## Quoted passage
Again, we see a cluster of good scoring models near the best scoring model with a general downward trend further away. We can zoom in on the cluster in the lower left hand corner to get an even better picture.

    gthumb score_vs_low_rmsd_zoom_plot.png

We see the same overall trend in this cluster, suggesting that the top scoring models in this run are likely to be good predictors of the true ligand binding position.

5.Finally let's look at some structures. To sort the CSV file by interface score and take the top twenty, type:

    sort -t, -nk3 score_vs_rmsd.csv | head -n 20

These should all be very low RMSD models. To compare a certain structure to the native in Pymol, use:

    pymol 3PBL_ETQ_0001.pdb ../crystal_complex.pdb

Don't forget the ligand site preset mode for visualizing interfaces or use the visualize_ligand.py script to generate pymol sessions. If you like, we can also look at some of the poor scoring models to see exactly what went wrong. To find the top 20 worse models by interface score:

    sort -t, -nk3 score_vs_rmsd.csv | tail -n 20

3PBL_A_ETQ_0033.pdb should come up as a poor scoring, high RMSD structure. When we open it up in Pymol, we can see that the ligand binding direction is different from the native position. This can happen when there is an extended binding pocket but in this case, the Rosetta score was able to discern the difference between these models.

## Tasks and exercises
1. In the docking tutorial, which structure should come up as a poor scoring, high RMSD model?
2. Carry on the docking tutorial from its final sentence.
The data after this point comes from a separate source.

## Record set

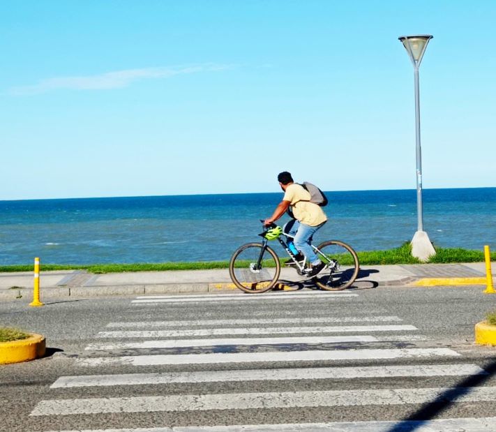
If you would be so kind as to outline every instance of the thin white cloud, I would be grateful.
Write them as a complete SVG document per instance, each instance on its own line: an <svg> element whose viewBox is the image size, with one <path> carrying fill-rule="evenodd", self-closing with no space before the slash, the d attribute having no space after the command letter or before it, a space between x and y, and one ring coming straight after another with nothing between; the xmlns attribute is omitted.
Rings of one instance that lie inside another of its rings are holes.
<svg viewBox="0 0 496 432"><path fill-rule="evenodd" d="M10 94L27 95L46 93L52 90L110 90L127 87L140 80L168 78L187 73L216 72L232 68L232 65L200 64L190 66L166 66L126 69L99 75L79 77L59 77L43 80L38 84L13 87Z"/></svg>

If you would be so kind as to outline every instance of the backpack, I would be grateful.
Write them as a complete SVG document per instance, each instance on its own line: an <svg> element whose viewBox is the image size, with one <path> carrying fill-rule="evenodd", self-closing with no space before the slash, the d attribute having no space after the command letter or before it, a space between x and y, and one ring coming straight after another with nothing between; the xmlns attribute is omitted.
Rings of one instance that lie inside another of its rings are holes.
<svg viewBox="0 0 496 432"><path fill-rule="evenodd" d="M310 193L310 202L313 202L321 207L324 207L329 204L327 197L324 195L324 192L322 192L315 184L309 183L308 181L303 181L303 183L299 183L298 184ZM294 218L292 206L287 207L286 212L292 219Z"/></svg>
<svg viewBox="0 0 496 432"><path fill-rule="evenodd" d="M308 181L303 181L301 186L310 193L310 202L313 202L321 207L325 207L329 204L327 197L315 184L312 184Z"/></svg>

## List of answers
1. 3PBL_A_ETQ_0033.pdb

2.
    pymol 3PBL_A_ETQ_0033.pdb ../crystal_complex.pdb

Some notes on binding pockets and adjusting the sampling space of the ligand

Q: My protein has a quite large cavity and a small ligand (not bigger than a Leucine). In the XML file these are the standard parameters: <Transform name="transform" chain="X" box_size="7.0" move_distance="0.2" angle="20" cycles="500" repeats="1" temperature="5"/>. Why is the move_distance and the angle so small? Would it make sense to increase the box_size to 12, the move_distance to 5 and the angle to 360 to sample more space the ligand is allowed to move in?

A: The Transform algorithm is a Monte Carlo proceedure, and the move_distance and angle are the size for the individual steps in the MC protocol, not the maximum extent of the movement. They're also the sd of a gaussian, so you're not necessarily limited to the given amount in any given step. That said, if you're increasing the size of the pocket, it might make sense to bump the move size up in proportion. (So for a box size of 12, a move_distance of 0.25 to 0.5 or so might be appropriate.)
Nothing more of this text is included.